■ Excerpt
----
Bug 43052

Summary: [4.9/5/6 Regression] Inline memcmp is *much* slower than glibc's, no longer expanded inline
Product: gcc Reporter: Björn Stenberg <bjorn>
Component: targetAssignee: Bernd Schmidt <bernds>
Status: RESOLVED FIXED    
Severity: normal CC: bernds, bjorn, dimhen, dodji, dushistov, enkovich.gnu, gcc-bugs, hjl.tools, hubicka, izamyatin, jakub, jlp.bugs, justin.lebar+bug, manu, mh+gcc, nickc, ojab, rth, sergos.gnu, thayer-public, tkoenig, uros, wbrana, xunxun1982
Priority: P2    
Version: 4.4.3   
Target Milestone: 4.9.4   
Host: i486-linux-gnu Target: x86_64-*-*, i?86-*-*
Build: i486-linux-gnu Known to work:
Known to fail: Last reconfirmed: 2010-02-12 15:45:19
Bug Depends on: 52171    
Bug Blocks: 95458    
Attachments: memcpy/memset testing script
Test results from my core i7

Description Björn Stenberg 2010-02-12 14:51:36 UTC
memcmp-intensive code becomes up to 6 times slower if compiled with the -O3 option than with the -g or -O0 option. The reason for this is that the inline memcmp function is *much* slower than the glibc memcmp.

Here's a simple test case:

#include <stdio.h>
#include <stdlib.h>
#include <string.h>
#include <sys/times.h>

void* list[1024 * 1024];

int main(void)
{
    int count = sizeof(list) / sizeof(char*);
    int i;
    for (i=0; i < count; i++)
        list[i] = calloc(1024, 1);

    int dupes = 0;
    int start = times(NULL);
    for (i=0; i<count-1; i++)
        if (!memcmp(list[i], list[i+1], 1024))
            dupes++;

    int ticks = times(NULL) - start;
    printf("Time: %d ticks (%d memcmp/tick)\n", ticks, dupes/ticks);

    return 0;
}


# gcc -O3 -o test test.c
# ./test
Time: 188 ticks (5577 memcmp/tick)
# gcc -O0 -o test test.c
# ./test
Time: 30 ticks (34952 memcmp/tick)

System is Debian testing with libc package 2.10.1-7.
Comment 1 Alexander Monakov 2010-02-12 15:45:19 UTC
Confirmed. GCC simply emits repz cmpsb.  There was even an e-mail with benchmark results and a patch (never applied):

http://gcc.gnu.org/ml/gcc-patches/2009-09/msg02129.html
Comment 2 Michael Thayer 2010-10-01 11:08:11 UTC
Unless I read those benchmarks wrong, they say that for unaligned memory the inline byte-by-byte version is almost always faster.  So surely a multi-byte inline version should at least do an alignment check before proceeding.  I don't know if it would still be worth inlining then.
----
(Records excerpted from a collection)
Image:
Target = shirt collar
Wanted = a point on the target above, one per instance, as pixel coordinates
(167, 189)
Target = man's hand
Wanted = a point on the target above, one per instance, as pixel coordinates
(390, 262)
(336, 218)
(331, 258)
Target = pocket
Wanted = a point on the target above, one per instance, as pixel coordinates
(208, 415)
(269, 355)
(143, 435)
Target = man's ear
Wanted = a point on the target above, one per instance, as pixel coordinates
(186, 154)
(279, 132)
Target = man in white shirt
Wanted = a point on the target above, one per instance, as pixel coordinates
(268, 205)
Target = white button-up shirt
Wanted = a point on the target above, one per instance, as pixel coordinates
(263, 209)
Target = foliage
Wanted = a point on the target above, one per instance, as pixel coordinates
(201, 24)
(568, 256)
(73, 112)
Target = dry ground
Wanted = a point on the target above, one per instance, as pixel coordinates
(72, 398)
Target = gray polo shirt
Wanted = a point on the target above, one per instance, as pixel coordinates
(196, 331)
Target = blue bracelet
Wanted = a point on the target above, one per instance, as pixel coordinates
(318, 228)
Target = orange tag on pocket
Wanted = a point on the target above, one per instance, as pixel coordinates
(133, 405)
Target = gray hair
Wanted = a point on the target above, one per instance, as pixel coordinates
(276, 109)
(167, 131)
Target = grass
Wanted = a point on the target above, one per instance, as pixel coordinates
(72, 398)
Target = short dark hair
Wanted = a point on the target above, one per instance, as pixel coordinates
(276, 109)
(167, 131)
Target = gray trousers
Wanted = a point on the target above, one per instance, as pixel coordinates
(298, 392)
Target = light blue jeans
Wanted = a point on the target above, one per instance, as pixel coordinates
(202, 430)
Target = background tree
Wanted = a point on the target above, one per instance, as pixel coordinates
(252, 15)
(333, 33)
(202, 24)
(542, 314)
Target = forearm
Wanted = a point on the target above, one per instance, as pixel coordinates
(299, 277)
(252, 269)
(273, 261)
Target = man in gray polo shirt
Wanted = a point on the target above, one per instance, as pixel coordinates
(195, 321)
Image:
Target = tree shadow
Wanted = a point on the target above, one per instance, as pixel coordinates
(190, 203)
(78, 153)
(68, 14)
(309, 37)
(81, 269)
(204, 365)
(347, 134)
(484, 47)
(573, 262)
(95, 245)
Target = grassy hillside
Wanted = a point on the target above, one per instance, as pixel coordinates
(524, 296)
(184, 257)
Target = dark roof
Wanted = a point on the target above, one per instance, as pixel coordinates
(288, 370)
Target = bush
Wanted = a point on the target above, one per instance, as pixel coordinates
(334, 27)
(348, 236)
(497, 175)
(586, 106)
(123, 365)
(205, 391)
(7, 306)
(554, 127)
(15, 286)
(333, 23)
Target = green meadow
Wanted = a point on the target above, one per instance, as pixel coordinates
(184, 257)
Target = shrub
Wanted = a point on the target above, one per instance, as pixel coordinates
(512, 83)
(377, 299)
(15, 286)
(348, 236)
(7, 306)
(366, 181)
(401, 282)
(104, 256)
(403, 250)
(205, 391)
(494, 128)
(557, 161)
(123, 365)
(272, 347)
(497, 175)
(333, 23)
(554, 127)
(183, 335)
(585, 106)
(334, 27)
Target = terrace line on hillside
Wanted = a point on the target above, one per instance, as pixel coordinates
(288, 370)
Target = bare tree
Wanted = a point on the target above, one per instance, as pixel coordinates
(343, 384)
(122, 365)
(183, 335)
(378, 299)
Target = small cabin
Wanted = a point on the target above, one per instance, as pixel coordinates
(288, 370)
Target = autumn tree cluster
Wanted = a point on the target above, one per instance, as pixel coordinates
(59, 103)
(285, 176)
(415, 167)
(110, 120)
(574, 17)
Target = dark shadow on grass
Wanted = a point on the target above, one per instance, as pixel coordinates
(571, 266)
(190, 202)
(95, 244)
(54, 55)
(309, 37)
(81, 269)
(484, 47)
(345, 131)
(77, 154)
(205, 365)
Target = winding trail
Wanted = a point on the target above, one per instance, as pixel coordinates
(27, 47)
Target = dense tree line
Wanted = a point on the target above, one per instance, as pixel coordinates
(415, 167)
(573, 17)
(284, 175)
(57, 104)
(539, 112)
----
■ Parts of the exercise
1. In the memcmp bug report, rewrite the passage from "void* list[1024 *" to "(i=0; i<count-1; i++)", changing "dupes" to "matches".
2. Carry on the memcmp bug report after its final line.

■ Answers per task
1.
void* list[1024 * 1024];

int main(void)
{
    int count = sizeof(list) / sizeof(char*);
    int i;
    for (i=0; i < count; i++)
        list[i] = calloc(1024, 1);

    int matches = 0;
    int start = times(NULL);
    for (i=0; i<count-1; i++)

2.
Comment 3 Jan Hubicka 2010-11-10 21:17:09 UTC
Mine.  I think we should go for the rep movq. Ideally we should track the alignment from calloc call to use, perhaps by fusing the loops, but I am just day dreaming with that ;))

 I will take a look.

Honza
Comment 4 Jan Hubicka 2010-11-10 21:36:07 UTC
Hmm, I should read testcases curefully. It is memcmp. GCC is not really smart on inlining this; I guess we should just disable the inline unless we optimize for size since we don't really have enough info to inline it well by default.
Comment 5 H.J. Lu 2010-11-11 02:24:28 UTC
String/memory functions in the current glibc are VERY FAST,
especially for larger data size under all cases. Gcc should
inline only small/known data size. We are investigating this.
Comment 6 Richard Biener 2010-11-11 10:39:35 UTC
(In reply to comment #4)
> Hmm, I should read testcases curefully. It is memcmp. GCC is not really smart
> on inlining this; I guess we should just disable the inline unless we optimize
> for size since we don't really have enough info to inline it well by default.

We can still inline for very small known sizes where the call overhead
would outweight any optimization in glibc.
Comment 7 Jakub Jelinek 2010-11-11 11:46:43 UTC
Speaking of memcmp/strcmp, perhaps we on the other side should inline for !-Os
commonly used comparisons like
if (strcmp (p, ".") == 0 || strcmp (p, "..") == 0)
  continue;

glibc has a macro for this, but I think it would be preferable to do it in gcc where we know about -Os, cold basic blocks etc.

Currently we only fold if (strcmp (p, "")) ...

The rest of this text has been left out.